**Task directions:** Show each line of the records below that contains the string "Phrase".

**Coordinate annotation entries:**
* Begin *

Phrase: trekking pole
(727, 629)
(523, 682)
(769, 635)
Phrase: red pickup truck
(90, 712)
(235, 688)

* End *

**Solution for this task:**
Phrase: trekking pole
Phrase: red pickup truck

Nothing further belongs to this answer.